§ **DATA FOR THE TASK**:
>> Begin
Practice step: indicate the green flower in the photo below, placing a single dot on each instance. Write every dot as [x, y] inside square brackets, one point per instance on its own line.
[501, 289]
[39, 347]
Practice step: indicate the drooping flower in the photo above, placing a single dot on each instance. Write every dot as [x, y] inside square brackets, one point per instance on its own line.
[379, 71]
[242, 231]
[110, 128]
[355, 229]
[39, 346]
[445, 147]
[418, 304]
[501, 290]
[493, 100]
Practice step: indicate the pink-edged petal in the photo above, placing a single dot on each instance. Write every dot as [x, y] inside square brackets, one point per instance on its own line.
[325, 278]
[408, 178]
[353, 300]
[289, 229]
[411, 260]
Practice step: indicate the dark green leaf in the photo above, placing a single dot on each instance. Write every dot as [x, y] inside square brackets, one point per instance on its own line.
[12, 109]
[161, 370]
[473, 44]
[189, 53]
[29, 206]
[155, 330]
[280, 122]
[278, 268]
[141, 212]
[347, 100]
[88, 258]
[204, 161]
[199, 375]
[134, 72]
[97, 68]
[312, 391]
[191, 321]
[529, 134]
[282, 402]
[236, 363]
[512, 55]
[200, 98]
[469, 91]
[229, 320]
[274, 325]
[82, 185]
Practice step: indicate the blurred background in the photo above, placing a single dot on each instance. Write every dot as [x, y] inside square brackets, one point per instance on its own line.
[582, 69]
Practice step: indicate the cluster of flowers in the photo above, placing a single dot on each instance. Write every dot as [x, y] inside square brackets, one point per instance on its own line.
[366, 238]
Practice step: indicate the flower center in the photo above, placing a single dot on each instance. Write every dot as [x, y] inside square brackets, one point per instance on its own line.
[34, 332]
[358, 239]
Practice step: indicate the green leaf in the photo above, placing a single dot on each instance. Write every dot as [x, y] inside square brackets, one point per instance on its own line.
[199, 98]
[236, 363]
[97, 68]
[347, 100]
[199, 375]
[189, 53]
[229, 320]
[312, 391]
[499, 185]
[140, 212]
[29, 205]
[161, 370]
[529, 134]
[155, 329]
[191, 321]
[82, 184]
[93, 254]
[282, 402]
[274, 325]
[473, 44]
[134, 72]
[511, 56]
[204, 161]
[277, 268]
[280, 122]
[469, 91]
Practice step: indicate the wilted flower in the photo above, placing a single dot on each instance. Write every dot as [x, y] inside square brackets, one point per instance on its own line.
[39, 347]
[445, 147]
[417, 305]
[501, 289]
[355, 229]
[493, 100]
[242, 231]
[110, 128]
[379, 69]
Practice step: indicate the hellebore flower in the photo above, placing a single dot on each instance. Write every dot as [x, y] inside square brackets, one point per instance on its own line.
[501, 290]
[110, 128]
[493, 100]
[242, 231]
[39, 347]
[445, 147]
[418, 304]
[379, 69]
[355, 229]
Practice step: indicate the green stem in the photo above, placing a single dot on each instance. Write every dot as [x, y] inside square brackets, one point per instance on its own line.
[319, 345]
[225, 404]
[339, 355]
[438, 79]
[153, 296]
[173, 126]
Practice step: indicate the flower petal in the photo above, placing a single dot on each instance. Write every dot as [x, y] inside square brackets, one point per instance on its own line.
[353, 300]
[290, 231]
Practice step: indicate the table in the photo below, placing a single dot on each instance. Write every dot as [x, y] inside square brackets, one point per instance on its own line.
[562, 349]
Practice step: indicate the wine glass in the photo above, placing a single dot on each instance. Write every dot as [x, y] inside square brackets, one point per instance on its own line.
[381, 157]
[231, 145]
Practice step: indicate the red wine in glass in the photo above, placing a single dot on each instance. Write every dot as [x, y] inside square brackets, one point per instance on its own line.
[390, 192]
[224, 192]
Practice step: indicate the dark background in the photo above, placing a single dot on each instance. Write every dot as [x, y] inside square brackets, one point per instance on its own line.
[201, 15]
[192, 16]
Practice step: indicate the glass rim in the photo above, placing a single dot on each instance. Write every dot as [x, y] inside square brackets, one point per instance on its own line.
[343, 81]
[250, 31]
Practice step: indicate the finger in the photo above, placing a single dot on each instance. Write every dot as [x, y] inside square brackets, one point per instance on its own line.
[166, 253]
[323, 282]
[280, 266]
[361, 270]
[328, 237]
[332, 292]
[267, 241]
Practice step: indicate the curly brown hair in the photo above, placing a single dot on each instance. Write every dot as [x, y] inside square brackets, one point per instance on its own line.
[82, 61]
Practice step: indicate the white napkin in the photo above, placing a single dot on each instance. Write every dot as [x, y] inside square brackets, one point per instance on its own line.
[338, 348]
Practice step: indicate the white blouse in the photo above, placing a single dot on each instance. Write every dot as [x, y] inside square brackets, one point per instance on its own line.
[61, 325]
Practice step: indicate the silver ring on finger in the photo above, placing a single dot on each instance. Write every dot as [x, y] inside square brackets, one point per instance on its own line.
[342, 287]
>> End
§ **DIRECTIVE**: Could you extract every line of the data above and reproduce each one verbatim, from first to last?

§ **REPLY**:
Practice step: indicate the green flower in the photo below, placing a single dot on each instance. Write every dot as [x, y] inside square brackets, one point per instance on its own line.
[501, 289]
[39, 347]
Practice step: indicate the drooping flower in the photo above, placing a single dot on each instance. Write every dot as [x, y] inside square brackets, one point per instance on its own line.
[379, 71]
[242, 231]
[110, 128]
[355, 229]
[39, 346]
[445, 147]
[418, 304]
[501, 290]
[493, 100]
Practice step: indicate the pink-edged petal in the photo above, placing a single dot on each instance. Write every dot as [x, y] inside square brackets, one point per instance on its own line.
[325, 278]
[408, 178]
[353, 300]
[289, 229]
[411, 260]
Practice step: indicate the dark green leaf in the photo above, placing a single dot on each instance. Write every dot as [x, y] inside square brackets, one point per instance on its own line.
[12, 109]
[161, 370]
[473, 44]
[189, 53]
[29, 206]
[155, 330]
[280, 122]
[278, 268]
[141, 212]
[347, 100]
[88, 258]
[204, 161]
[199, 375]
[134, 72]
[97, 68]
[312, 391]
[191, 321]
[529, 134]
[282, 402]
[236, 363]
[512, 55]
[200, 98]
[469, 91]
[229, 320]
[274, 325]
[82, 185]
Practice step: indicate the blurred background in the photo above, placing a single dot on each instance. Write every dot as [x, y] inside square brackets, one point per instance on its own line.
[582, 69]
Practice step: indicate the cluster of flowers in the photo above, placing a single dot on each instance. Write every dot as [x, y] inside square brackets, one point per instance on its own line.
[366, 238]
Practice step: indicate the flower center in the photo above, placing a single dot on each instance. Write every dot as [x, y] inside square brackets, one point per instance on its own line.
[34, 332]
[358, 239]
Practice step: indicate the green leaf in the photo above, placing a single dot on each instance. Write every dot as [x, y] inside square brackets, one point per instance on its own line.
[199, 98]
[236, 363]
[97, 68]
[347, 100]
[199, 375]
[189, 53]
[229, 320]
[312, 391]
[499, 185]
[140, 212]
[29, 205]
[161, 370]
[529, 134]
[155, 329]
[191, 321]
[82, 184]
[93, 254]
[282, 402]
[274, 325]
[473, 44]
[134, 72]
[511, 56]
[204, 161]
[277, 268]
[280, 122]
[469, 91]
Practice step: indicate the wilted flower in the photo above, placing a single dot on each instance. Write every dot as [x, y] inside square brackets, one point per instance on its own line.
[39, 347]
[445, 147]
[417, 305]
[501, 289]
[355, 229]
[493, 100]
[242, 231]
[110, 128]
[379, 69]
Practice step: indicate the hellebore flower in the photo above, placing a single dot on each instance. Write every dot as [x, y] inside square brackets, one point per instance on its own line.
[501, 290]
[110, 128]
[493, 100]
[242, 231]
[39, 347]
[445, 147]
[418, 304]
[379, 69]
[355, 229]
Practice step: indicate the green stem in the photo above, placing a single dot on each instance. Write every dot as [x, y] inside square brackets, one point per instance on its own line.
[319, 345]
[225, 404]
[339, 355]
[438, 79]
[153, 296]
[173, 126]
Practice step: indicate the flower petal in the photo above, placing a single dot on each instance. Write every dot as [x, y] inside square brackets, one point per instance on its own line.
[353, 300]
[290, 231]
Practice step: indicate the table in the photo below, placing a single dot on each instance. Write every dot as [x, y] inside square brackets, one point per instance on its own line.
[562, 349]
Practice step: indicate the wine glass in the photo above, placing a single dot on each instance. Write every dot as [x, y] inside square brackets, one point per instance on its own line.
[381, 157]
[231, 145]
Practice step: indicate the red wine in glass in the photo above, placing a single dot on each instance. Write every dot as [x, y] inside square brackets, one point per instance on its own line.
[390, 192]
[224, 192]
Practice step: indicate the dark background in the photo above, placing a single dot on each instance. Write every dot as [x, y] inside square brackets, one point per instance on its own line.
[201, 15]
[192, 16]
Practice step: indicate the glass rim in the photo above, placing a single dot on each instance. Write every dot as [x, y] inside square brackets, one point per instance on its own line.
[343, 81]
[250, 31]
Practice step: indicate the finger in the photo above, placing a single dot on each instance. Write every dot as [x, y] inside square brackets, one point per instance on its own line.
[166, 253]
[323, 282]
[280, 266]
[361, 270]
[328, 237]
[332, 292]
[267, 241]
Practice step: indicate the curly brown hair in the photo above, placing a single dot on each instance. Write every dot as [x, y] inside square brackets, one point per instance on its own line.
[82, 61]
Practice step: indicate the white napkin in the photo above, placing a single dot on each instance. Write every dot as [x, y] inside square brackets, one point per instance on its own line.
[338, 348]
Practice step: indicate the white blouse in the photo above, placing a single dot on each instance. Write every dot as [x, y] inside square brackets, one point per instance on its own line.
[61, 325]
Practice step: indicate the silver ring on finger in the photo above, placing a single dot on each instance. Write every dot as [x, y] inside square brackets, one point per instance on its own line.
[342, 287]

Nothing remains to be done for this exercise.